This DEBT SETTLEMENT AGREEMENT (this “Agreement”) is dated March 10, 2015 (the “Effective Date”), by and between Leone Group, LLC (“LA”), American Capital Ventures, Inc. (“ACV”), Georgia Georgopoulos (“GG”), Catherine Cozias (“CC”), Trels Investments, Ltd. (“Trels”) (collectively the “Holders”) and Quint Media, Inc., a Nevada corporation (“QUNI”).

 

R E C I T A L S:

 

WHEREAS , LA is the owner of a portion, totaling $234,375.00 in principal and $44,327.05 of accrued and unpaid interest (the “LA Debt”), of six promissory notes, dated June 15, 2009, May 6, 2011, September 24, 2013, February 13, 2014, March 31, 2014, and July 15, 2014, originally issued by QUNI to Trels, in the original principal amounts of $50,000.00, $250,000.00, $100,000.00, $50,000.00, $75,000.00, and $100,000.00, respectively, which all currently bear interest at the rate of 7% per annum (the “Notes”), as well as a total of $147,877.215 of accounts payable by the Company (collectively, the “LA Debt”).

 

WHEREAS , ACV is the owner of a portion, totaling $234,375.00 in principal and $44,327.05 of accrued and unpaid interest, of the Notes, as well as a total of $147,877.215 of accounts payable by the Company (the “ACV Debt”).

 

WHEREAS , GG is the owner of a portion, totaling $53,547.61 in principal and $10,127.39 of accrued and unpaid interest (the “GG Debt”), of the Notes.

 

WHEREAS , CC is the owner of a portion, totaling $53,547.61 in principal and $10,127.39 of accrued and unpaid interest (the “CC Debt”), of the Notes.

 

WHEREAS , Trels is the owner of a portion, totaling $49,154.78 in principal and $9,296.58 of accrued and unpaid interest (the “Trels Debt”), of the Notes.

 

WHEREAS , the Holders and QUNI want to settle all of the outstanding debt of the Notes through the conversion of each of the Holders’ respective portions of the Notes into shares of restricted common stock of QUNI (“Common Stock”), pursuant to Section 3(a)(9) of the Securities Act of 1933, as amended (“Securities Act”).

 

NOW, THEREFORE , in consideration of the premises and of the terms and conditions herein contained, the parties mutually agree as follows:

 

1. Conversion of Note .

 

1.1 Conversion Price . As of the Effective Date, QUNI and the Holders agree to settle all of the outstanding debt owed under the Notes, and the Holders shall convert their respective portions of the Notes into shares of restricted Common Stock at the fixed conversion price of $0.003 (the “Settlement Price”) per share, which shall result in QUNI’s issuance of a total of 346,319.970 shares of restricted Common Stock (the “Shares”).

 

 
 

 

1.2 Pursuant to this Section 1, and upon the Effective Date, LA shall receive 142,193,090 shares of restricted Common Stock receive in exchange for the entirety of the LA Debt.

 

1.3 Pursuant to this Section 1, and upon the Effective Date, ACV shall receive 142,193,090 shares of restricted Common Stock receive in exchange for the entirety of the ACV Debt.

 

1.4 Pursuant to this Section 1, and upon the Effective Date, GG shall receive 21,225,001 shares of restricted Common Stock receive in exchange for the entirety of the GG Debt.

[Records from a dataset]
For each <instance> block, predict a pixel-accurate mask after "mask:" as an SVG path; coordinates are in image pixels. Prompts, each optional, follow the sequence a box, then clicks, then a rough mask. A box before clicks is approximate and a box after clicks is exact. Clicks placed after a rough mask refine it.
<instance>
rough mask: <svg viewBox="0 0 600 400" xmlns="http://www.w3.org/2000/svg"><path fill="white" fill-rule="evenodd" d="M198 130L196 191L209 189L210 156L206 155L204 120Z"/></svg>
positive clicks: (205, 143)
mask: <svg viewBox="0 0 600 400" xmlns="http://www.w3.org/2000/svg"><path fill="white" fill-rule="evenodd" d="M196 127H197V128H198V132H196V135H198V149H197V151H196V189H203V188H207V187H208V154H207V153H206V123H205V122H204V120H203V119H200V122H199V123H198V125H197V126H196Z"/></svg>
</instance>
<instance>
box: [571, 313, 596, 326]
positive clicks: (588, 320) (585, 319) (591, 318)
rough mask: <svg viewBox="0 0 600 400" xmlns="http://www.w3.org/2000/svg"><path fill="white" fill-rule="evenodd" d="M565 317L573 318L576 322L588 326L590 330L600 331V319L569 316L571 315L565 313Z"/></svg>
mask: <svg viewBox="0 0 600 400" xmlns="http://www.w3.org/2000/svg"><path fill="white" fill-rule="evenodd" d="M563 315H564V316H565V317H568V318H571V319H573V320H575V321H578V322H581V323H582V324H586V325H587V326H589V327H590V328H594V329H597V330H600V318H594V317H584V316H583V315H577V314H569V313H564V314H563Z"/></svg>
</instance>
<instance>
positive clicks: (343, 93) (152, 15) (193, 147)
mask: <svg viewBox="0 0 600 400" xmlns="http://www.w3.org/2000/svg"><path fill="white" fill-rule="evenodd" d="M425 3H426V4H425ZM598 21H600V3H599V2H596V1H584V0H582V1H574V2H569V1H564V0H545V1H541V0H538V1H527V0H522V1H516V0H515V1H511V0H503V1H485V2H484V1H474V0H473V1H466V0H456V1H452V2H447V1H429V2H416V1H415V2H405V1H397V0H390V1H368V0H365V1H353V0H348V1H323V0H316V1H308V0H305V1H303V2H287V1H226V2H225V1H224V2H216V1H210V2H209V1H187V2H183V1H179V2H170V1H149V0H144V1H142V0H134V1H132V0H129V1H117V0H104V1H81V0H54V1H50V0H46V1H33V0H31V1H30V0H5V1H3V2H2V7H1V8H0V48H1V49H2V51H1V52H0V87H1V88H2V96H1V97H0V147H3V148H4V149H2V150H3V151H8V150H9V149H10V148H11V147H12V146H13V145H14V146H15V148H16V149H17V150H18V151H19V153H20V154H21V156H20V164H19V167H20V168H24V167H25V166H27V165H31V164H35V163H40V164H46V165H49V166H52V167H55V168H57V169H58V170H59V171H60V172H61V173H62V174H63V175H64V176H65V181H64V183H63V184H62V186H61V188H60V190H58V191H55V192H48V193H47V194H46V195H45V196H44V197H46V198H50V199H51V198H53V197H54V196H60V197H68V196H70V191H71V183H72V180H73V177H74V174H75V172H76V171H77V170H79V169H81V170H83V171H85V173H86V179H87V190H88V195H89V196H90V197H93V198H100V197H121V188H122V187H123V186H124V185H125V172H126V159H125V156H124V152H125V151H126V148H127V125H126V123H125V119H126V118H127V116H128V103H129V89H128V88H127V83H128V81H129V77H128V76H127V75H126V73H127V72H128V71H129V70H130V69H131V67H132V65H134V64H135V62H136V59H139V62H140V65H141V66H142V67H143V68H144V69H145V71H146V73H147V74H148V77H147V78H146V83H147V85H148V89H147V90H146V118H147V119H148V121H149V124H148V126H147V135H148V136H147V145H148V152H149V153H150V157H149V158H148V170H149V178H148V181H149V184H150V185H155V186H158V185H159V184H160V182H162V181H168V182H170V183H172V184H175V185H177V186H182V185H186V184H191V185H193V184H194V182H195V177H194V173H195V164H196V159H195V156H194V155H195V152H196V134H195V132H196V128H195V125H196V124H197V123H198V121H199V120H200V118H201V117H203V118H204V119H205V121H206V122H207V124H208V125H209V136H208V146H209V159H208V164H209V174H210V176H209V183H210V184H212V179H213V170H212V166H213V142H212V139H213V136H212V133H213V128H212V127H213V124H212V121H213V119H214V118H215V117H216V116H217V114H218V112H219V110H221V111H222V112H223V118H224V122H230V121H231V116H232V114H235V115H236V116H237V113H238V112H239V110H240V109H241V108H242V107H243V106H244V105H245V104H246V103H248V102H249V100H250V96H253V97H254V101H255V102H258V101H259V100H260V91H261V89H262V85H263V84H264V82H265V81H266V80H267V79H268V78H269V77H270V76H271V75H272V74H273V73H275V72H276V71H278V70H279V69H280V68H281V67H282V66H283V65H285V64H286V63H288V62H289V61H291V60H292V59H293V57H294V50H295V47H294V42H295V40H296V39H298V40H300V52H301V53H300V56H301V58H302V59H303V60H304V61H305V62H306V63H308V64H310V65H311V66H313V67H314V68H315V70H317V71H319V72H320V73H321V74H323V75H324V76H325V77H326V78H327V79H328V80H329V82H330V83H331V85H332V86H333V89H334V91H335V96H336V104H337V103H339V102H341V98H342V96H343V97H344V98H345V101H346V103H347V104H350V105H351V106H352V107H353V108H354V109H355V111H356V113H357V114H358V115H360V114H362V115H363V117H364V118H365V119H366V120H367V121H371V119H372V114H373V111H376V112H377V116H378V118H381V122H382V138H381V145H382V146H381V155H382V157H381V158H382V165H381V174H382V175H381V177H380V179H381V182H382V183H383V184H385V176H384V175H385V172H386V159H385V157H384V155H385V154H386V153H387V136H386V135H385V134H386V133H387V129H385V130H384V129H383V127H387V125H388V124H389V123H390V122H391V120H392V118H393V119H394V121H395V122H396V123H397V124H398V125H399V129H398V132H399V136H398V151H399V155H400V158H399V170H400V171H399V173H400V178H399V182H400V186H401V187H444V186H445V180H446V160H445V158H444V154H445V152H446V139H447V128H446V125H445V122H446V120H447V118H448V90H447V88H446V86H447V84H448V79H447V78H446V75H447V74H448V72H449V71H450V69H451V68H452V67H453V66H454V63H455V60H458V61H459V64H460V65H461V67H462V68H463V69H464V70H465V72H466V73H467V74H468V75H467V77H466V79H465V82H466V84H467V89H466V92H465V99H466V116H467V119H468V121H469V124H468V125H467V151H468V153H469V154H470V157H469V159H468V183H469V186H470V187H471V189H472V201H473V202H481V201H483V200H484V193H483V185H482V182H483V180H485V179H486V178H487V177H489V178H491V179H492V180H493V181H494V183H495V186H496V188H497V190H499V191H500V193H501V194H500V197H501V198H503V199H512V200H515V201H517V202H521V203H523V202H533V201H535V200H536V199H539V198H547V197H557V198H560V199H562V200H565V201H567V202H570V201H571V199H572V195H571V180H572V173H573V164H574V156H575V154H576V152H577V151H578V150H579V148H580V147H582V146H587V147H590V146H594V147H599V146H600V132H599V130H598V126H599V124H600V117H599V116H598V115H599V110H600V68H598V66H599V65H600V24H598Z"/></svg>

**Tasks to perform**
1: Answer these questions using the debt settlement agreement.
(a) In which state is Quint Media, Inc. incorporated?
(b) At what annual rate do the Notes currently bear interest?
(c) What is the fixed conversion price per share?
2: Carry on with the debt settlement agreement, writing what follows its last sentence.

**Answers for the exercise**
1:
(a) Nevada
(b) 7% per annum
(c) $0.003 per share

2:
 

1.5 Pursuant to this Section 1, and upon the Effective Date, CC shall receive 21,225,001 shares of restricted Common Stock receive in exchange for the entirety of the CC Debt.

 

1.6 Pursuant to this Section 1, and upon the Effective Date, Trels shall receive 19,483,788 shares of restricted Common Stock receive in exchange for the entirety of the Trels Debt.

 

2. Representations and Warranties of QUNI .

 

2.1 Authorization . The execution, delivery and performance by QUNI of this Agreement and the performance of all of QUNI’s obligations hereunder have been duly authorized by all necessary corporate action, and this Agreement has been duly executed and delivered by QUNI. This Agreement constitutes the valid and binding obligation of QUNI enforceable in accordance with its terms. The execution and performance of the transactions contemplated by this Agreement and compliance with its provisions by QUNI will not conflict with or result in any breach of any of the terms, conditions, or provisions of, or constitute a default under, its Certificate of Incorporation or Bylaws or any agreement to which QUNI is a party or by which it or any of its properties is bound.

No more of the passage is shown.